Pouvez-vous redonner mot pour mot le passage de l'article sur les calendriers mayas qui s'ouvre sur les mots contenant « Calendriers mayas et » et se clôt sur « les plus récentes... » ?

- [Extrait du texte]:
+ + + +

Lundi 23 décembre 2024
mardi 18 décembre 2012

Calendriers mayas et fin du monde : que va-t-il se passer le 21 décembre 2012 ?

Livres, conférences, sites internet, émissions de télévision et même grandes productions hollywoodiennes le clament haut et fort : les anciens Mayas auraient prédit la fin du monde pour le 21 décembre 2012. Qu’en est-il réellement ? À quelques heures à peine de la date fatidique, il est utile de faire le point sur la question, en nous appuyant sur la littérature et les données épigraphiques les plus récentes...

Les Mayas préhispaniques occupaient une région correspondant aux frontières actuelles du Guatemala, du Belize, d’une partie du Mexique (péninsule du Yucatan et moitiés orientales du Tabasco et du Chiapas) et du nord-ouest du Honduras et du Salvador. Tout comme leurs voisins les Aztèques, ils appartenaient à une vaste aire culturelle appelée Mésoamérique. Présents dès le début de notre ère, les Mayas habitaient encore la région au 16e siècle, lors de l’arrivée des Espagnols. On dénombre actuellement environ six millions de Mayas, dont surtout des Quichés dans les hautes terres guatemaltèques, et des Yucatèques au Mexique.

Les Mayas utilisaient simultanément plusieurs calendriers, tous cycliques. Le calendrier solaire de 365 jours, ou Haab, était répandu dans toute la Mésoamérique et, comme le nôtre, il était divisé en « mois » (de 20 jours, les « vingtaines ») et en jours. Le calendrier divinatoire de 260 jours, appelé Tzolk'in, était quant à lui divisé en 20 « semaines » de treize jours, les « treizaines ». Ces deux calendriers utilisaient les mêmes noms de jours (l’équivalent de nos lundi, mardi, etc) et, tous les 52 ans, ils recommençaient simultanément. Le calendrier qui nous intéresse ici est cependant plutôt le « compte long », fréquemment utilisé par les Mayas mais beaucoup moins répandu dans le reste de la Mésoamérique. Il était tout aussi cyclique que les autres, mais s’étendait sur une durée bien plus importante. Un cycle correspondait à 5125 ans, ce qui permettait de renvoyer à des événements lointains dans le passé ou le futur. Or, selon la corrélation entre ce « compte long » et notre propre compte des années, le cycle actuel a débuté en 3114 avant notre ère, et il s’achèvera… le 21 décembre 2012. Mais les Mayas ne doutaient aucunement du fait que ce cycle serait suivi d’un autre, tout comme il nous paraît évident, lorsque nous arrivons à la fin de l’une de nos années, que le 31 décembre ne marquera pas la fin des temps mais sera tout simplement la veille du 1er janvier de l’année suivante.

+ + + +

- [Extrait des données]:
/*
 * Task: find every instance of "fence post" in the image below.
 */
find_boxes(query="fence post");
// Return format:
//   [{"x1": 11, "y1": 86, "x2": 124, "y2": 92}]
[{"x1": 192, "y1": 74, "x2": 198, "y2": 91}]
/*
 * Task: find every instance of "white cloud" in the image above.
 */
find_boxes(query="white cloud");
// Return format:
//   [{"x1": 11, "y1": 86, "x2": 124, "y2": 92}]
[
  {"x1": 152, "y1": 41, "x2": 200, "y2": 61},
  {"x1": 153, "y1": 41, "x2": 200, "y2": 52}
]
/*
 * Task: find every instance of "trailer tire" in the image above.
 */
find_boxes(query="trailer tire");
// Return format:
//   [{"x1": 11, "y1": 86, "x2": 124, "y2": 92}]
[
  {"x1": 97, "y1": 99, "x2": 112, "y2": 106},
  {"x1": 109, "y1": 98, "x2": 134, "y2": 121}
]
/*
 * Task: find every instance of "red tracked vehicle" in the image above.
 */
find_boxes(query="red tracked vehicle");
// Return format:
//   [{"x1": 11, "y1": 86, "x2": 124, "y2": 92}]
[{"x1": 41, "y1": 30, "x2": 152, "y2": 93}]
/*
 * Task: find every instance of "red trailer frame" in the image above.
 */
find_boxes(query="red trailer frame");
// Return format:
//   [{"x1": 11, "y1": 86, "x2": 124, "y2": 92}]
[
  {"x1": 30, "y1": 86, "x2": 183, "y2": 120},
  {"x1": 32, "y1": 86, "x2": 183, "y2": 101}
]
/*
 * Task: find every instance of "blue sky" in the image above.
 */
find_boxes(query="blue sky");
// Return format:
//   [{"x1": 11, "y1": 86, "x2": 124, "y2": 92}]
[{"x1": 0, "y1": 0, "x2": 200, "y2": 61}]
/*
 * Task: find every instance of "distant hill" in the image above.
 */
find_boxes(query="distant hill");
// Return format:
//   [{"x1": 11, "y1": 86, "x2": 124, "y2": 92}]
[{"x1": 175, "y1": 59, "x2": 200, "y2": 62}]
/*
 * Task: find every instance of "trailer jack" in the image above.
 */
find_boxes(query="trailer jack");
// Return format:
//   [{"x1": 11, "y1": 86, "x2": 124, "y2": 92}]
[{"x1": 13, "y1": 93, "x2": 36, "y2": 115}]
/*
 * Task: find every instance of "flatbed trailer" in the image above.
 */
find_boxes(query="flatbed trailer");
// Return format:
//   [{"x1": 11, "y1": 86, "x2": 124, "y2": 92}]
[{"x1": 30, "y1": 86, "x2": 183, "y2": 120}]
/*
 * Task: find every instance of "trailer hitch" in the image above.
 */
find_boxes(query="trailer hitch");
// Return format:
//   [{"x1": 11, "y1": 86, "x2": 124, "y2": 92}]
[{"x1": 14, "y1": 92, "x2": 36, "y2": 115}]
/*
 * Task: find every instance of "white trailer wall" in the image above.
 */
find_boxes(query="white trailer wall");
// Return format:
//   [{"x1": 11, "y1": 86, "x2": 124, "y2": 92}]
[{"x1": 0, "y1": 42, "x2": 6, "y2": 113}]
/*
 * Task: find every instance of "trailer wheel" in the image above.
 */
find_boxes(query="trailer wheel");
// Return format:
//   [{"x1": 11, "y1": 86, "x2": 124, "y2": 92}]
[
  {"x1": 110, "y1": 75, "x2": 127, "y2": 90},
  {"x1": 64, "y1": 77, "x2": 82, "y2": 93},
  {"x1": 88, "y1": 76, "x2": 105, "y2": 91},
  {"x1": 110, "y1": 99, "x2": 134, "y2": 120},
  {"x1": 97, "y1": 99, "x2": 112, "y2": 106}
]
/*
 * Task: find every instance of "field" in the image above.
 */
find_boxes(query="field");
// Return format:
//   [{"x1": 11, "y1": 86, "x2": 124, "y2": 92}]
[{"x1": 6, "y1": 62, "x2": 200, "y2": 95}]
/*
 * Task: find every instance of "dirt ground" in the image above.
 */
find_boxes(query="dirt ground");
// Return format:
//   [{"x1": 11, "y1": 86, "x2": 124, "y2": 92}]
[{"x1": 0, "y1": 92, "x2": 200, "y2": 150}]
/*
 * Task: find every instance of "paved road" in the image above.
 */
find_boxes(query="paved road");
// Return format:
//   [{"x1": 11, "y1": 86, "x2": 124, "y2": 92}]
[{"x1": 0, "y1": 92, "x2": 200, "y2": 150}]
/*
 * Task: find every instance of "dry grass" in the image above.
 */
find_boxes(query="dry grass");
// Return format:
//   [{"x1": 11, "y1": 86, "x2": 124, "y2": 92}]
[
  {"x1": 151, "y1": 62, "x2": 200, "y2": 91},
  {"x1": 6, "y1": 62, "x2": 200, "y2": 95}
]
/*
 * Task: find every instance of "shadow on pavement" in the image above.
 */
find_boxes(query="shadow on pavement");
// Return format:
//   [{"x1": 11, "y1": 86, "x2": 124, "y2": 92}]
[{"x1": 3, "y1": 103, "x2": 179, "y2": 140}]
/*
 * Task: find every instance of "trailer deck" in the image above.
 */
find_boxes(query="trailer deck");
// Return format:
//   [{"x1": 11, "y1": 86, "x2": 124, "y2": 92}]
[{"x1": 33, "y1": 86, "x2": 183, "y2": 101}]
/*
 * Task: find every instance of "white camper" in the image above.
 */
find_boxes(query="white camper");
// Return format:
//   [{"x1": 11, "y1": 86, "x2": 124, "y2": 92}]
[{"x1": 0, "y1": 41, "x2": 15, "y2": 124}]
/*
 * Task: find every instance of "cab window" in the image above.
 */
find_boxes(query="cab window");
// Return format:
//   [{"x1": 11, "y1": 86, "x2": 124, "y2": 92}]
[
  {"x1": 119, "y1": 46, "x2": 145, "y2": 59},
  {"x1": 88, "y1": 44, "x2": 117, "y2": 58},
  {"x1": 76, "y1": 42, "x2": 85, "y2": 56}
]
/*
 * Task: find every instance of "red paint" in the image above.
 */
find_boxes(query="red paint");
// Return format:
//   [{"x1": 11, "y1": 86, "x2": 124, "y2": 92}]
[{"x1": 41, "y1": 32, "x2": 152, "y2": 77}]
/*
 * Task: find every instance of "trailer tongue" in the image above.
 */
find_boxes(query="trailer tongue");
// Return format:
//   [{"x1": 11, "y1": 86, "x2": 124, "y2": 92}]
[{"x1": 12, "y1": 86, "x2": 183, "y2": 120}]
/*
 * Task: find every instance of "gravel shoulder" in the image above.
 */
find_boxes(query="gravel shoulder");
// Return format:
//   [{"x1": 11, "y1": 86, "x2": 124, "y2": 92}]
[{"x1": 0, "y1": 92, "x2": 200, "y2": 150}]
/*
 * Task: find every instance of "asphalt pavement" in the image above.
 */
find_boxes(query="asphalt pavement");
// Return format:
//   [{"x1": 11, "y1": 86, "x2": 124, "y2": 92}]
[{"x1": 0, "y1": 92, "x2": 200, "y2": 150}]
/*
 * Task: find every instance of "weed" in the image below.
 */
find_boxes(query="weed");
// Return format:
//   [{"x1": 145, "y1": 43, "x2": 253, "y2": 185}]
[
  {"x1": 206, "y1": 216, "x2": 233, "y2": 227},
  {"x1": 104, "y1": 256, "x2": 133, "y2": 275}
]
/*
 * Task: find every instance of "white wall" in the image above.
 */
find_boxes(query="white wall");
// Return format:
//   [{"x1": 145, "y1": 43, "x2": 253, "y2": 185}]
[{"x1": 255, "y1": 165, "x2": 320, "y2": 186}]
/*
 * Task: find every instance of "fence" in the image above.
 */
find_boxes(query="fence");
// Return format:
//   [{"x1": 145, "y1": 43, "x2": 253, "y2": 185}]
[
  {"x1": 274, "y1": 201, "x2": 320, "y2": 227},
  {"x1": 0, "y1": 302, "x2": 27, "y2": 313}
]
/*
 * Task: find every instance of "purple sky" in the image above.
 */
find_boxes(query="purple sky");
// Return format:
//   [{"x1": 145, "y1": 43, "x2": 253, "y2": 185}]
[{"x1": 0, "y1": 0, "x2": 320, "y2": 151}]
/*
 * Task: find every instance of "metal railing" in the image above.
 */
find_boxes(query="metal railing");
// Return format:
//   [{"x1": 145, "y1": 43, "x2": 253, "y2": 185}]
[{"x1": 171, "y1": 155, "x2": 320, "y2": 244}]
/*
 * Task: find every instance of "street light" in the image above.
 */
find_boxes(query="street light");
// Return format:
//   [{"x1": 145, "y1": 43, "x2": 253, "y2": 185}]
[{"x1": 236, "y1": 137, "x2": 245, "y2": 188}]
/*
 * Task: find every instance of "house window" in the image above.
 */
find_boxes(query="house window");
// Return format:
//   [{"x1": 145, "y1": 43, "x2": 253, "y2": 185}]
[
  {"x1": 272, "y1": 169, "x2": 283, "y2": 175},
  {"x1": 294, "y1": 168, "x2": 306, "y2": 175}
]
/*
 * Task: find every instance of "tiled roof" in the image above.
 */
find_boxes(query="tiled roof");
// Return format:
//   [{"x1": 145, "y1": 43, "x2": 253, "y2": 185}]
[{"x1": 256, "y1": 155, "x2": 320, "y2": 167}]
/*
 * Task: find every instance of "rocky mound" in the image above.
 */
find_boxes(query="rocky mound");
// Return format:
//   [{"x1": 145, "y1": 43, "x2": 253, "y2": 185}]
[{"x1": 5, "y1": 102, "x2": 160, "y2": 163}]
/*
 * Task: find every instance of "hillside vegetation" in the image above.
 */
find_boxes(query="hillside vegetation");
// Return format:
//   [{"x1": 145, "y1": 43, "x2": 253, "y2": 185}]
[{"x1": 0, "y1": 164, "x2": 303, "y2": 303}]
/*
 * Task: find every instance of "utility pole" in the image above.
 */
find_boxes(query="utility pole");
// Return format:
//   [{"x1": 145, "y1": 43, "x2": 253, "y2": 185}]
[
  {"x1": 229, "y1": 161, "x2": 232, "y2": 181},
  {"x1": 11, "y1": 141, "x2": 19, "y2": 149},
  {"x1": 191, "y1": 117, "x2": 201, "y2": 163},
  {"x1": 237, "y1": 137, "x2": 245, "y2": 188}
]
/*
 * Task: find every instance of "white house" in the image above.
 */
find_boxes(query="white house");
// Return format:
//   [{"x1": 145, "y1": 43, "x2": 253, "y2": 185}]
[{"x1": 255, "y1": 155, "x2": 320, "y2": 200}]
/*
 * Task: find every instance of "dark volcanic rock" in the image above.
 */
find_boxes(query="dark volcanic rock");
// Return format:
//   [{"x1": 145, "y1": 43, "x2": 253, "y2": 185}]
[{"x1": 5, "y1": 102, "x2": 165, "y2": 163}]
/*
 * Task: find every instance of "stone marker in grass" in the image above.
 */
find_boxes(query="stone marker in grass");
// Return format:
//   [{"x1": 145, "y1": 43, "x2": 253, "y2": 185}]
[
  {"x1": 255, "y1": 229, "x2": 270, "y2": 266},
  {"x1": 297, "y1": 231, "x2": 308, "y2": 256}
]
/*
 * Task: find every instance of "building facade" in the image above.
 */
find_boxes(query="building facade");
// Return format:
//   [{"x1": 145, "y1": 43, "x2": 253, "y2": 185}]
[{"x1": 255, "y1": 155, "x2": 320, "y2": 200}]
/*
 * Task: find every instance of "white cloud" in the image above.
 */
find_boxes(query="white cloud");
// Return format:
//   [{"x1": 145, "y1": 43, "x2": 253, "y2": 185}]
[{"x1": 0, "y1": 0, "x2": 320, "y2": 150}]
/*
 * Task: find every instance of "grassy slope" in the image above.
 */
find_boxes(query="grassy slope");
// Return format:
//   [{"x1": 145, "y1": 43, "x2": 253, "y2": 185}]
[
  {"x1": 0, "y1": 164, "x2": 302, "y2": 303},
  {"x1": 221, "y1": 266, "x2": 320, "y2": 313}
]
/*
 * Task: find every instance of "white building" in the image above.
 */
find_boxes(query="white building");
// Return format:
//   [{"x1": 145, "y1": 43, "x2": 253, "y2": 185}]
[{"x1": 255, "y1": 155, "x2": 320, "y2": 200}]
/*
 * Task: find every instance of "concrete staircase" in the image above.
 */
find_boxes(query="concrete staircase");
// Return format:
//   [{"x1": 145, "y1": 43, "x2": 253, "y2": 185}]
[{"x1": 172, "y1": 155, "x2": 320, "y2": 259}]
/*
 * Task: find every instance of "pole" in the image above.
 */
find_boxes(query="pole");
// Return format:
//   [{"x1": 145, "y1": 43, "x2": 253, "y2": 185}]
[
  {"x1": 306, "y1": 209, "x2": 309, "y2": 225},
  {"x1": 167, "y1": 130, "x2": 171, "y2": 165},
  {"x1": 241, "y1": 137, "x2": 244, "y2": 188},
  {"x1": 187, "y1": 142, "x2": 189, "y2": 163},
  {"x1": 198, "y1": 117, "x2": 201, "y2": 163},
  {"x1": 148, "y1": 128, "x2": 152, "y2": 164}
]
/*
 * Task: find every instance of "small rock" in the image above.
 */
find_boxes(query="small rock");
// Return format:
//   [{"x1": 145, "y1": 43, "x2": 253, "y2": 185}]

+ + + +

- [Réponse attendue]:
Calendriers mayas et fin du monde : que va-t-il se passer le 21 décembre 2012 ?

Livres, conférences, sites internet, émissions de télévision et même grandes productions hollywoodiennes le clament haut et fort : les anciens Mayas auraient prédit la fin du monde pour le 21 décembre 2012. Qu’en est-il réellement ? À quelques heures à peine de la date fatidique, il est utile de faire le point sur la question, en nous appuyant sur la littérature et les données épigraphiques les plus récentes...